START

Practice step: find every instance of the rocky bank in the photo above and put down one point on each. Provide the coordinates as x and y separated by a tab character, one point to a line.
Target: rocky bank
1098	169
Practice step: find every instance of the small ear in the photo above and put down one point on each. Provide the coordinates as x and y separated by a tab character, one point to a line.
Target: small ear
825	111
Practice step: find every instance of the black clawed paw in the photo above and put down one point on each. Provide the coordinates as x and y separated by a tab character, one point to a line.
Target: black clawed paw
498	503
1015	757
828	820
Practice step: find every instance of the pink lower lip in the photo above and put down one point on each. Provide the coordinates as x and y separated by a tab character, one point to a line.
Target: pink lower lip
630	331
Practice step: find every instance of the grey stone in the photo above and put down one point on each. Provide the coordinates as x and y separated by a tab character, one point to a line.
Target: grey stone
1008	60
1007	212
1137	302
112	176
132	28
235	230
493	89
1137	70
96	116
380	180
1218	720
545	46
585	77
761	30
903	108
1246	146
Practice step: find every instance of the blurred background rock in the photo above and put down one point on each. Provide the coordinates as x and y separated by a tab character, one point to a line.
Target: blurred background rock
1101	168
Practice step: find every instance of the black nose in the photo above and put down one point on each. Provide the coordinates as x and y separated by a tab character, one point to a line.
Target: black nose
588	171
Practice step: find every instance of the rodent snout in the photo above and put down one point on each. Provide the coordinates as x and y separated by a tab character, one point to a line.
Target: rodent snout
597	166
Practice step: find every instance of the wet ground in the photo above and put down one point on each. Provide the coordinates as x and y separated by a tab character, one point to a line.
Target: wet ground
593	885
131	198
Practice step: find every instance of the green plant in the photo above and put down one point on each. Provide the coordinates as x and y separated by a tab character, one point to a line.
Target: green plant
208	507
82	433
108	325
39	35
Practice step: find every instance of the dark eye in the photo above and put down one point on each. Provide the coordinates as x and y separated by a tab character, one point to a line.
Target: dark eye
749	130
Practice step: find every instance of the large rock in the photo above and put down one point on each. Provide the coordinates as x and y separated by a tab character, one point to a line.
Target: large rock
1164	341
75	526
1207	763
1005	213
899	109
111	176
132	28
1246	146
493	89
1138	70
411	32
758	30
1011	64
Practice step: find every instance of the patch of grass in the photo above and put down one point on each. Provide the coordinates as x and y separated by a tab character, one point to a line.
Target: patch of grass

END

WHAT IS EXPECTED —
Rewrite all of the records above, substituting "place" for every "put down" and leaving everything else unchanged.

WRITTEN RESPONSE —
Practice step: find every instance of the rocky bank in the photo above and place one point on each. Provide the coordinates as x and y separated by a tab character, one point to a line.
Target: rocky bank
1098	169
Practice step: find every instance of the small ear in the photo above and place one point on each. Provide the coordinates as x and y separated by a tab character, one point to a line.
Target: small ear
825	111
Practice step: find every instance of the black clawed paw in the photo above and place one point on each. Provide the coordinates as x and y separated by a tab character, one point to a line.
Target: black clawed paw
498	503
1015	757
828	820
Practice step: find every instance of the pink lower lip in the photo above and place one point on each. Provide the coordinates as x and y separated by a tab character, one point to a line.
Target: pink lower lip
630	331
Practice step: find every instance of the grey stone in the photo above and place one point on each. Provide the coordinates as x and y separated by a tab character, one point to a line.
Target: grey stone
1008	60
1007	212
1137	302
112	176
132	28
235	230
493	89
1137	70
96	116
380	180
1218	720
545	46
585	77
761	30
903	108
1246	146
Practice step: find every instance of the blurred background rock in the photo above and place one point on each. Provide the coordinates as x and y separated by a tab character, one point to a line.
Target: blurred background rock
1101	168
Practice step: find every instance of the black nose in the photo above and place one point on each. Provide the coordinates as x and y separated by a tab character, one point to a line.
Target: black nose
588	171
Practice step: find every instance of the rodent snout in the photo above and place one point on each. Provide the coordinates as x and y separated by a tab character, one point to a line.
Target: rodent snout
597	166
Practice step: find every instance of the wet ground in the photo above and place one point on each. Provide the coordinates as x and y separated by a tab character, one point to a line.
Target: wet ground
593	885
131	198
Practice step: find every instance of the green plant in the photo above and place one point on each. Provide the coordinates as x and y separated by a tab character, one point to a line.
Target: green plant
208	507
82	433
108	325
39	35
Practice step: find every instance of the dark eye in the photo above and place one point on each. Provide the coordinates as x and y separated by a tab character, one point to a line.
Target: dark eye
749	130
Practice step: find every instance of the large rock in the photo above and place one point on each. Provide the coordinates as x and y separated by a tab character, one point to a line.
Target: large rock
1164	341
75	526
1207	763
1005	213
899	109
111	176
132	28
1246	146
493	89
1138	70
411	32
758	30
1011	64
Practice step: find every instance of the patch of grass in the photo above and place one point on each. Provide the coordinates as x and y separated by a tab character, one point to a line.
Target: patch of grass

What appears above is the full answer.